■ Halaman ■
Panggil aku Pak Gun, usiaku paruh baya, tiap harinya aku sering mangkal dikawasan lampu merah, bukanlah jalan besar tetapi sering dilalui orang di daerah Blimbing, di kota Malang.
Setiap pagi sampai siang, aku mengayuh becaku untuk mencari nafkah. Berapapun hasil yang aku dapat setiap harinya harus disyukuri, walau itu cukup atau tidak cukup untuk membayar biaya hidup rumah tangga dan sekolah anak-anaku.
Ketika matahari sudah tepat diatas kepala, aku kembali pulang kerumahku yang sebenarnya cukup jauh dari daerah Blimbing. Aku membawa motor lalu pergi ke perempatan lampu merah di tempat aku biasanya mangkal, aku parkir agak jauh agar tidak mencolok, lalu aku mulai melepas sandalku dan memulai mengamen, menggunakan peralatan seadanya, kalau inget ya bawa ecek-ecek, kalau tidak ya cukup mengeluarkan suara kecil dan diiringi oleh tepuk tangan. Kalau lagi males ya langsung minta minta saja, biasanya target aku kendaraan mobil, soalnya kalau motor lebih jarang yang mau ngasih.
Sekali ngamen / ngemis, biasanya lebih sering dikasih receh gitu lima ratus, seribu, bahkan kadang-kadang ya koin dua ratus gitu. Awalnya aku mulai ngamen gini ya malu, tetapi desakan ekonomi dan kurangnya keterampilan kerja sendiri yang membuat aku akhirnya memberanikan diri untuk menjalani pekerjaan ini. Makanya awalnya saya cari tempat yang agak jauh dari rumah, setiap hari saat saya ngamen saya berharap orang yang saya mintai ga pernah kenal sebelumnya dengan saya atau punya hubungan keluarga dengan saya.

■ Petunjuk Kerja ■
1 – Jawablah pertanyaan berikut berdasarkan kisah Pak Gun.
(a) Di daerah dan kota mana Pak Gun biasa mangkal?
(b) Pada waktu apa ia mengayuh becak untuk mencari nafkah?
(c) Kendaraan apa yang biasanya menjadi sasarannya saat meminta-minta?
2 – Tulis ulang paragraf dalam kisah Pak Gun yang diawali "Ketika matahari sudah tepat diatas kepala" dalam bentuk daftar singkat tanpa menghilangkan fakta utamanya.

[Entri dari kumpulan data anotasi]
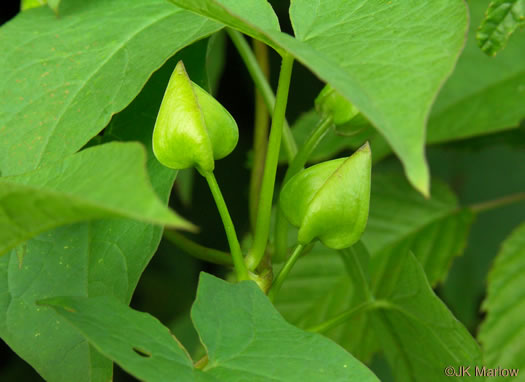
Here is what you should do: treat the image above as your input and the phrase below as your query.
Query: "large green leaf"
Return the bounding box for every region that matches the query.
[171,0,467,193]
[428,0,525,143]
[476,0,525,56]
[0,50,192,382]
[277,249,480,382]
[479,224,525,374]
[292,0,525,162]
[0,143,191,255]
[0,0,220,176]
[43,273,377,382]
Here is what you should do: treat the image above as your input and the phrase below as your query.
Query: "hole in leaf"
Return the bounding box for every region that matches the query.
[133,347,151,358]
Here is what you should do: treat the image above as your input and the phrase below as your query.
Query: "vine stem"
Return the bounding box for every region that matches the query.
[203,171,249,281]
[164,230,233,266]
[469,192,525,213]
[273,117,332,262]
[249,40,270,231]
[268,244,304,302]
[226,28,297,161]
[306,301,378,333]
[246,53,294,271]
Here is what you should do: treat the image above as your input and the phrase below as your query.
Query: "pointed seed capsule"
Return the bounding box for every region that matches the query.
[153,61,239,172]
[280,143,372,249]
[315,85,359,125]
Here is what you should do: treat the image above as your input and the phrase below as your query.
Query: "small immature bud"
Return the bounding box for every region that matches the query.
[280,143,372,249]
[315,85,359,126]
[153,61,239,172]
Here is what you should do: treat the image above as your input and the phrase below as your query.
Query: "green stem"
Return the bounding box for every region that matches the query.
[268,244,304,302]
[306,301,376,333]
[246,54,294,271]
[469,192,525,213]
[164,230,233,266]
[249,40,270,230]
[273,117,332,262]
[340,245,375,302]
[203,172,249,281]
[226,28,297,161]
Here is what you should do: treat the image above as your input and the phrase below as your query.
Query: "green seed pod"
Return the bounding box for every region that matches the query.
[315,85,359,125]
[153,61,239,172]
[280,143,372,249]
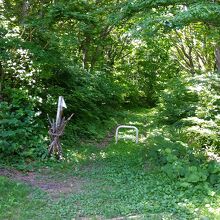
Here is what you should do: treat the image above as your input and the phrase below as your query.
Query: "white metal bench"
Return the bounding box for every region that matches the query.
[115,125,138,144]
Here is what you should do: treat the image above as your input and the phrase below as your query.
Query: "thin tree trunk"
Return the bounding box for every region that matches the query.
[215,46,220,72]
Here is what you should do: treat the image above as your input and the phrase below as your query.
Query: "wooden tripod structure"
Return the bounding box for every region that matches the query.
[48,96,74,160]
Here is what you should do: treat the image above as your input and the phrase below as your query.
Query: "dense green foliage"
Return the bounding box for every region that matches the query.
[0,0,220,218]
[0,109,220,219]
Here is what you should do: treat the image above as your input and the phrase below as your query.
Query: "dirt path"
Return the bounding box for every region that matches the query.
[0,168,85,199]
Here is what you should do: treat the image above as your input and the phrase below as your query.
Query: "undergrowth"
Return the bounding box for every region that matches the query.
[0,109,220,219]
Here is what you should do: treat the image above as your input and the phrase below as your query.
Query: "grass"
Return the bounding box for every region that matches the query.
[0,110,220,219]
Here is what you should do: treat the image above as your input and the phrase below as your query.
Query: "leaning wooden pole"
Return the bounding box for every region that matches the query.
[48,96,74,160]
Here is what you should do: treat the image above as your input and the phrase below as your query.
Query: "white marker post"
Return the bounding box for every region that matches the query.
[56,96,67,127]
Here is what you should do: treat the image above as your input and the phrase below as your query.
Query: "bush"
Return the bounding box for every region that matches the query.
[0,89,46,158]
[147,135,220,187]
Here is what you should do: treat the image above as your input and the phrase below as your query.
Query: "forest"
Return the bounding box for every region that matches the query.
[0,0,220,220]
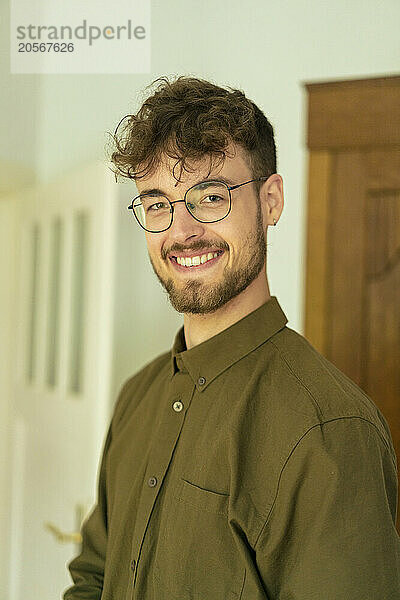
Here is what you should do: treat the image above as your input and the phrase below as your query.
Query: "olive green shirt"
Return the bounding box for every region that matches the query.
[63,296,400,600]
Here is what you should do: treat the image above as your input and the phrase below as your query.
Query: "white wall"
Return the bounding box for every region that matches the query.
[0,0,400,596]
[3,0,400,344]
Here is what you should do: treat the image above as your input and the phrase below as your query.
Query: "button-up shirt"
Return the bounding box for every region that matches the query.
[64,296,400,600]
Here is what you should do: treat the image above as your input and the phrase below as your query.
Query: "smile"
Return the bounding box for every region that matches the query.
[169,250,224,271]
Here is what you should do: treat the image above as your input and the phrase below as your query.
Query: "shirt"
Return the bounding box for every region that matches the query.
[63,296,400,600]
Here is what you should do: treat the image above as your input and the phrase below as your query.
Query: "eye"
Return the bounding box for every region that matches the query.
[202,194,224,204]
[146,202,168,212]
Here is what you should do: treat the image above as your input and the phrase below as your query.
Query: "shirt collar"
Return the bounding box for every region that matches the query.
[170,296,288,391]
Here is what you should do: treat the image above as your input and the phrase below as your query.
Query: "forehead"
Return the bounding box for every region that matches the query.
[136,143,252,193]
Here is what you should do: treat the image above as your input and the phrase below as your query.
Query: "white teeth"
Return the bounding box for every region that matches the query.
[176,252,222,267]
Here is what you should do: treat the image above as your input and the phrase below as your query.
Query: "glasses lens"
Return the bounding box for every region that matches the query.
[186,181,230,223]
[133,196,172,232]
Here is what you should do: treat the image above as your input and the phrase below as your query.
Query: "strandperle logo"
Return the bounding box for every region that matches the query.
[16,19,146,46]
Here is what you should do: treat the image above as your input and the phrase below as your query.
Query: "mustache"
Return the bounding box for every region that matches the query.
[162,240,229,259]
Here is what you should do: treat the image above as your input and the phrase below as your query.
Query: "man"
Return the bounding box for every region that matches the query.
[64,77,400,600]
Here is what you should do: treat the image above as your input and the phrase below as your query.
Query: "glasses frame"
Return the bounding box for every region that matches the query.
[128,176,268,233]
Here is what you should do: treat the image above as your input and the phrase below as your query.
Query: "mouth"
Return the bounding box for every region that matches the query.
[169,250,224,273]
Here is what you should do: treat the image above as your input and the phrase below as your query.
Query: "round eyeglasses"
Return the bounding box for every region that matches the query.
[128,177,268,233]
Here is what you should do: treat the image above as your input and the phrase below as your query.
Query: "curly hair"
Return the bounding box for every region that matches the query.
[110,76,276,191]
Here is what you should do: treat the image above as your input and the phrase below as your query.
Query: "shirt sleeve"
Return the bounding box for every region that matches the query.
[63,424,111,600]
[255,417,400,600]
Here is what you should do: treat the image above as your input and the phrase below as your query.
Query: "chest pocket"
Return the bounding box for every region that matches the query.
[154,479,244,600]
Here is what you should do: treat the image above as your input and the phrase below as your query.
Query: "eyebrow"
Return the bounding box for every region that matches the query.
[139,176,235,197]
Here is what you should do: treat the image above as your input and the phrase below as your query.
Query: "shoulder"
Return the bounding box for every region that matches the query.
[258,327,394,453]
[113,350,171,427]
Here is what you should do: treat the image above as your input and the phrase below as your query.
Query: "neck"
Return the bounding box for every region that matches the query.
[183,271,271,350]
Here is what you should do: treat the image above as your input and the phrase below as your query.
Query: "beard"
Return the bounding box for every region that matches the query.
[149,202,267,315]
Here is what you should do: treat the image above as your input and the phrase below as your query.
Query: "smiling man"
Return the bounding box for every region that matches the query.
[64,77,400,600]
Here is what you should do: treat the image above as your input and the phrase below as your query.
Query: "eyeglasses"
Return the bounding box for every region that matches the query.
[128,177,268,233]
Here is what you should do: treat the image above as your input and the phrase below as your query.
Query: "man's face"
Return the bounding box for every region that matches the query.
[137,146,266,314]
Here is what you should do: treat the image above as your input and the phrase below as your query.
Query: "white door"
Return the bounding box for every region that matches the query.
[7,163,116,600]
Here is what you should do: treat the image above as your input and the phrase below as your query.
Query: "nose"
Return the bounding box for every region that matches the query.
[169,200,205,241]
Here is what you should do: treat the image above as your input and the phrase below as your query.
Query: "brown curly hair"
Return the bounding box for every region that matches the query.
[110,76,276,191]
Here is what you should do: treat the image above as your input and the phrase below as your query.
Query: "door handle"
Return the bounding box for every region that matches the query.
[44,503,88,544]
[44,522,82,544]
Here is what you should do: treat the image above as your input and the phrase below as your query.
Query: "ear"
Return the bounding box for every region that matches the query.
[260,173,284,229]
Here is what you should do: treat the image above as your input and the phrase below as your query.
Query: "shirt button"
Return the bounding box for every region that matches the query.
[172,400,183,412]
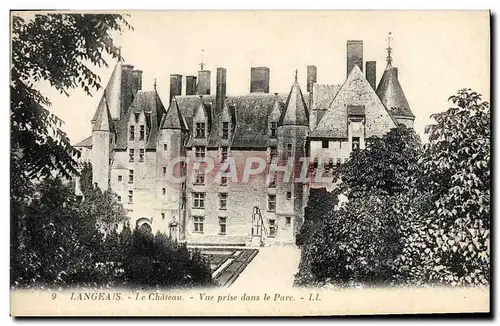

■ Jawaban Tiap Tugas ■
1 –
(a) Di daerah Blimbing, kota Malang.
(b) Setiap pagi sampai siang.
(c) Mobil.

2 –
- Saat matahari tepat di atas kepala, Pak Gun pulang ke rumahnya yang cukup jauh dari Blimbing.
- Ia membawa motor ke perempatan lampu merah tempatnya biasa mangkal dan memarkirnya agak jauh agar tidak mencolok.
- Ia melepas sandal, lalu mulai mengamen dengan peralatan seadanya: ecek-ecek jika ingat, atau suara kecil diiringi tepuk tangan.
- Jika sedang malas, ia langsung meminta-minta.
- Sasarannya biasanya mobil karena pengendara motor lebih jarang memberi.